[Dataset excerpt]
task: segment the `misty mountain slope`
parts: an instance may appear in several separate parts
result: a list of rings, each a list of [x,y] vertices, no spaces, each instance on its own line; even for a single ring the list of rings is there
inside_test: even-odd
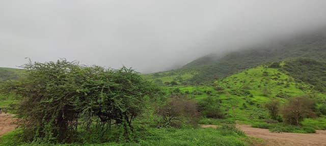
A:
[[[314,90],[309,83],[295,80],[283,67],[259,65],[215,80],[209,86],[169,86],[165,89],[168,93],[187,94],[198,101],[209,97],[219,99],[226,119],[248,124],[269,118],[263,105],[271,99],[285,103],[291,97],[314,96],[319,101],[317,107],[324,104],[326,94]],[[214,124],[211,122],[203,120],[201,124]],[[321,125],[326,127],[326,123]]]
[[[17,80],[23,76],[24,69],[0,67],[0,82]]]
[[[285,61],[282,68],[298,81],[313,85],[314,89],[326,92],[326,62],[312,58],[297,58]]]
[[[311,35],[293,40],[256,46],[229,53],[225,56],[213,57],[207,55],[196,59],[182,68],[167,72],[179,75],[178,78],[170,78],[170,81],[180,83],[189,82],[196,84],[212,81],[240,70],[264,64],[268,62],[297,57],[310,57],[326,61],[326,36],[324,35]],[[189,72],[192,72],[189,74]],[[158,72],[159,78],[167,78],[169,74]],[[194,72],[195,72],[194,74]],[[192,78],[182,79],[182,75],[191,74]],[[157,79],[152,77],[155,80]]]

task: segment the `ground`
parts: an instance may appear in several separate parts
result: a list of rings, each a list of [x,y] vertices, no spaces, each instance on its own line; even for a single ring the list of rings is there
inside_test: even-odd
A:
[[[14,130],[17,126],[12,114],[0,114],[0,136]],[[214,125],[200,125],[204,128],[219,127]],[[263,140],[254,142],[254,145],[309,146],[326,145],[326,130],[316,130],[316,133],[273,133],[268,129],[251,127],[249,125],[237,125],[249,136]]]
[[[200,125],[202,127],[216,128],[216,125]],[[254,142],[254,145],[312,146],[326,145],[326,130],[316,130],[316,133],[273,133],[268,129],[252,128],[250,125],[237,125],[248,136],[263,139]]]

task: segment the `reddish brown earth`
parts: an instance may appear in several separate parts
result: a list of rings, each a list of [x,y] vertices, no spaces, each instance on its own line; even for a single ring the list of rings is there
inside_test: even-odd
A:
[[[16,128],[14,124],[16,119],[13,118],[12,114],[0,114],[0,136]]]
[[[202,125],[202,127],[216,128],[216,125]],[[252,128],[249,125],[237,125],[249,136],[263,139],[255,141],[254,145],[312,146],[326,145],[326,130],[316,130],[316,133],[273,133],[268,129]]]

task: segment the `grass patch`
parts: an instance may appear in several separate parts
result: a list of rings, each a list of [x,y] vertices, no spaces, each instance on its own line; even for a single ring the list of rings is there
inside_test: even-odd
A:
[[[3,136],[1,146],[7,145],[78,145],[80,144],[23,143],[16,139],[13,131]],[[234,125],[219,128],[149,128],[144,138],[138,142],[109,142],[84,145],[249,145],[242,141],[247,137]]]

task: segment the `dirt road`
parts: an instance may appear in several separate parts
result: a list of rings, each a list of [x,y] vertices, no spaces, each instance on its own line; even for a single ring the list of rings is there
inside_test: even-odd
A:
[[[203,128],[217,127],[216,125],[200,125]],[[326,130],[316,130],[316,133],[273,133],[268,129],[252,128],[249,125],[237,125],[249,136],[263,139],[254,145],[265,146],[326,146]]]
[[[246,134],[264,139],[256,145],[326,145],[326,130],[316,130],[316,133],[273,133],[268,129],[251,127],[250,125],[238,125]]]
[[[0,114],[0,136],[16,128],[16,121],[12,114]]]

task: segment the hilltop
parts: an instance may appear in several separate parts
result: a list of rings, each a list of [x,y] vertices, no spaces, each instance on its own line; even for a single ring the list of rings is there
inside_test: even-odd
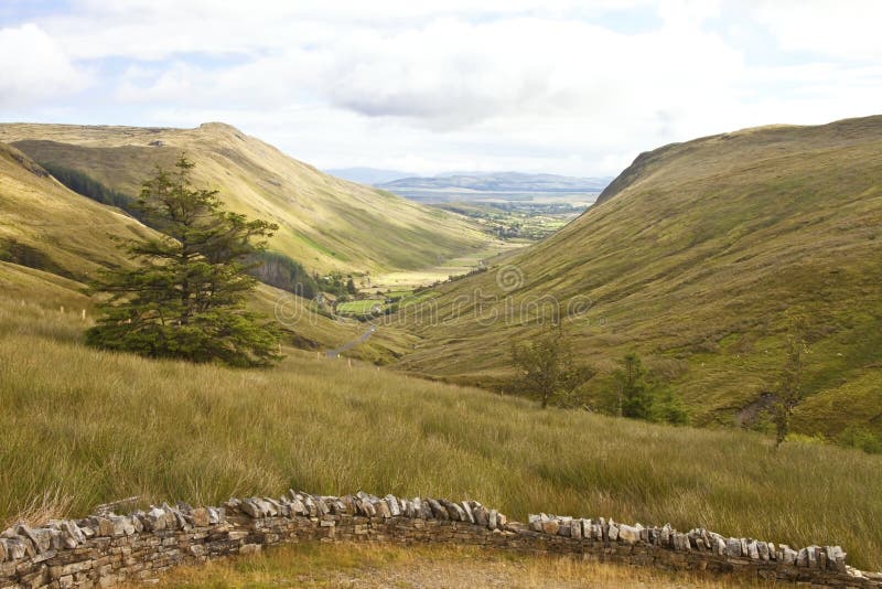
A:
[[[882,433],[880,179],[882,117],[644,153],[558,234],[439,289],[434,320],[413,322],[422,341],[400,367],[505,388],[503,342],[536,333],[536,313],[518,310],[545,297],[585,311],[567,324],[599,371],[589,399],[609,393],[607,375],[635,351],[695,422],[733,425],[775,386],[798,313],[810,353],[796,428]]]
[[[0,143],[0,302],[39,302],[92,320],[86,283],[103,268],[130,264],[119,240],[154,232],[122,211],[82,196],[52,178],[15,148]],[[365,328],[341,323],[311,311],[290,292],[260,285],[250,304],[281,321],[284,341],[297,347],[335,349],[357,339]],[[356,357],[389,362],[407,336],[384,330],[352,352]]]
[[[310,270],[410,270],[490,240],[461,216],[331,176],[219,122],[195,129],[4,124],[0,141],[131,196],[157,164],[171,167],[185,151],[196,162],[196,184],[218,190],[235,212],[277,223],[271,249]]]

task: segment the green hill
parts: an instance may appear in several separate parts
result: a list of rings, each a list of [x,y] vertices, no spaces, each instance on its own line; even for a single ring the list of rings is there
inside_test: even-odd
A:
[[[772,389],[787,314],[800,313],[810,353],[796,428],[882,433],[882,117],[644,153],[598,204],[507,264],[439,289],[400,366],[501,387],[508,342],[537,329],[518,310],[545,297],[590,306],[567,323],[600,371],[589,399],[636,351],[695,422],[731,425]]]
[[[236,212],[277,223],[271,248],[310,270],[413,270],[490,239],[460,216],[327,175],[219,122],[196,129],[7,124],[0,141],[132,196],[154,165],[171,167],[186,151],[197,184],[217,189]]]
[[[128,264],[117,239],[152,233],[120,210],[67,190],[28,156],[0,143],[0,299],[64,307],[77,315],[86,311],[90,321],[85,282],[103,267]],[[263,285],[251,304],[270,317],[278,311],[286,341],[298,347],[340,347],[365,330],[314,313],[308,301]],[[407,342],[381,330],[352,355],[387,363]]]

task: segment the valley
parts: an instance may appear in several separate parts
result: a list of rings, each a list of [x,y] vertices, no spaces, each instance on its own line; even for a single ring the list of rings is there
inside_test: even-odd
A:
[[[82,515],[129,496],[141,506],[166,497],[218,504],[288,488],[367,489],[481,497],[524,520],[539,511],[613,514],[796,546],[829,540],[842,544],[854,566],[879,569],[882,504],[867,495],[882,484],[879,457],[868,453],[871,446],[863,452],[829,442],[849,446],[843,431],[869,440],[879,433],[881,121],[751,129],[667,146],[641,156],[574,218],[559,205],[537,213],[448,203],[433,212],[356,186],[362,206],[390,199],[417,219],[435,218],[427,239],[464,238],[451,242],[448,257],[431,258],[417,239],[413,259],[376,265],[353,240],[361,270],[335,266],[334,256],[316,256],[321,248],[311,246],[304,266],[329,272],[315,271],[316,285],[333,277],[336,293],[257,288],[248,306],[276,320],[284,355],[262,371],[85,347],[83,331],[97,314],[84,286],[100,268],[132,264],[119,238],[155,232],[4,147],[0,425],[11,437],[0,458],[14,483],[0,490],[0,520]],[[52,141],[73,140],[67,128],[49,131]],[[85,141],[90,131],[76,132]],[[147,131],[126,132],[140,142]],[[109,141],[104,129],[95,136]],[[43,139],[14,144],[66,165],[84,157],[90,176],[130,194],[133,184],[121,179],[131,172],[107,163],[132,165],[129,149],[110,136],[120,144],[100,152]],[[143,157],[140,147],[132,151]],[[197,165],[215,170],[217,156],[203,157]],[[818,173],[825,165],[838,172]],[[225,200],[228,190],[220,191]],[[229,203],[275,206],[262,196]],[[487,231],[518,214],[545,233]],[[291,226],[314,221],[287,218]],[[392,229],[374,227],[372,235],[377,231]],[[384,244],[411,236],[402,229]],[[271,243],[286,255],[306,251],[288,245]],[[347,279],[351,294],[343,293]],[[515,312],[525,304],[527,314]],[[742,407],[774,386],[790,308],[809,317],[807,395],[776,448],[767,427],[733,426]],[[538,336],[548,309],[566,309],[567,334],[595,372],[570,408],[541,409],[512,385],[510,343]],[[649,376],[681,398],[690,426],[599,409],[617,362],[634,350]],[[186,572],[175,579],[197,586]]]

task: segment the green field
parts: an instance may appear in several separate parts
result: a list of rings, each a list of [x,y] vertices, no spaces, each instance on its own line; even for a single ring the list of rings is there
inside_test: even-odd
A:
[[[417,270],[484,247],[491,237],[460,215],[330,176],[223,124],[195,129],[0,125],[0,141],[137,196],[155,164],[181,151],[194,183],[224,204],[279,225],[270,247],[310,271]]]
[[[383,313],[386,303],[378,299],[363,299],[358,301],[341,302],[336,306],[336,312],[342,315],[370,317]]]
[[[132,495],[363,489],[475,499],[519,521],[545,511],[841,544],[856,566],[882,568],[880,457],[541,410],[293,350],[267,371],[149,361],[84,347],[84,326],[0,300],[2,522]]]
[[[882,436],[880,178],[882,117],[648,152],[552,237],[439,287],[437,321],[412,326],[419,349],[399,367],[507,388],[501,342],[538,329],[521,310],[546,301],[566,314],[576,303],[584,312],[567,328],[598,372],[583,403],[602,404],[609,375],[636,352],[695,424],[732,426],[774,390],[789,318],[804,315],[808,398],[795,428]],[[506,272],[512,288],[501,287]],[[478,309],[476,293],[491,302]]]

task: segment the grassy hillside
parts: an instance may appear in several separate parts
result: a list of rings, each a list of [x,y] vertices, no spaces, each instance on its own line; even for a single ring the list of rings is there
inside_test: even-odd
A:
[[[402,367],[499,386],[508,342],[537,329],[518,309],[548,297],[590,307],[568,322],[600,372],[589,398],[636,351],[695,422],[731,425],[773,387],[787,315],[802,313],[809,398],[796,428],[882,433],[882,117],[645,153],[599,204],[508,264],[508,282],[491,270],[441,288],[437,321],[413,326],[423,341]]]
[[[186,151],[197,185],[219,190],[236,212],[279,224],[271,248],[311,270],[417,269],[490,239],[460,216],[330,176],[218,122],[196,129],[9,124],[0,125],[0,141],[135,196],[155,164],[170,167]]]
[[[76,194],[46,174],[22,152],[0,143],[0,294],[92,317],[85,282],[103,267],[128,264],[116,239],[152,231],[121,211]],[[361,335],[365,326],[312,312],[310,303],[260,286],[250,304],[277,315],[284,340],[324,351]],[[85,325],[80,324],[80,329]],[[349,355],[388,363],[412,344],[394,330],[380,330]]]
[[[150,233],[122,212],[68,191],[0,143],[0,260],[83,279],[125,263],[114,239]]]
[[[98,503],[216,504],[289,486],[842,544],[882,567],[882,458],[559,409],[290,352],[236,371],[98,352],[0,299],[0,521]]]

[WHAT NEEDS TO BE DONE]
Begin at the line containing "task: segment the green field" and reproduce each line through the end of the records above.

[WRITTEN SOLUTION]
task: segment the green field
parts: an instance may appear in several separate parts
result: a list of rings, each a list of [x,y] vertices, no spaces, each instance on its own line; even for a single ring the list of rings is there
inside_test: even-odd
A:
[[[417,270],[484,247],[491,237],[460,215],[330,176],[223,124],[195,129],[0,125],[0,141],[137,196],[155,164],[181,151],[194,183],[224,204],[279,225],[270,247],[310,271]]]
[[[383,313],[386,303],[378,299],[363,299],[358,301],[341,302],[336,306],[336,312],[342,315],[370,317]]]
[[[132,495],[363,489],[475,499],[519,521],[545,511],[841,544],[856,566],[882,568],[880,457],[541,410],[293,350],[267,371],[149,361],[84,347],[84,326],[0,300],[2,522]]]
[[[882,436],[880,178],[882,117],[648,152],[552,237],[439,287],[437,321],[412,326],[419,349],[399,367],[507,388],[501,342],[538,329],[521,310],[546,301],[566,314],[576,303],[584,312],[567,328],[598,372],[583,403],[602,404],[609,375],[636,352],[695,424],[732,426],[774,390],[789,318],[804,315],[808,398],[795,428]],[[506,272],[512,288],[501,287]],[[478,309],[476,293],[491,302]]]

task: segment the grassy hillside
parts: an instance may appear in several separate parts
result: a list of rings, each a list of [x,y] vertices, no spaces, each instance on its own line; even for a single ring the list of rings is there
inside_test: even-odd
A:
[[[402,367],[499,386],[508,342],[537,329],[518,309],[548,297],[590,307],[568,322],[600,372],[589,398],[636,351],[695,422],[731,425],[773,387],[787,315],[802,313],[809,398],[796,428],[882,433],[882,117],[645,153],[599,204],[508,264],[508,282],[491,270],[441,288],[437,321],[413,326],[423,341]]]
[[[186,151],[197,185],[219,190],[236,212],[279,224],[271,248],[311,270],[417,269],[490,239],[460,216],[330,176],[218,122],[196,129],[9,124],[0,125],[0,141],[135,196],[155,164],[170,167]]]
[[[76,194],[46,174],[22,152],[0,143],[0,294],[92,317],[85,282],[103,267],[128,264],[116,239],[152,231],[121,211]],[[361,335],[365,326],[312,312],[310,303],[260,286],[250,304],[277,315],[284,340],[324,351]],[[85,325],[80,324],[80,329]],[[349,355],[388,363],[412,344],[394,330],[380,330]]]
[[[150,233],[122,212],[68,191],[0,143],[0,260],[83,279],[125,263],[114,239]]]
[[[98,503],[216,504],[289,486],[842,544],[882,567],[882,458],[559,409],[290,352],[236,371],[98,352],[0,299],[0,521]]]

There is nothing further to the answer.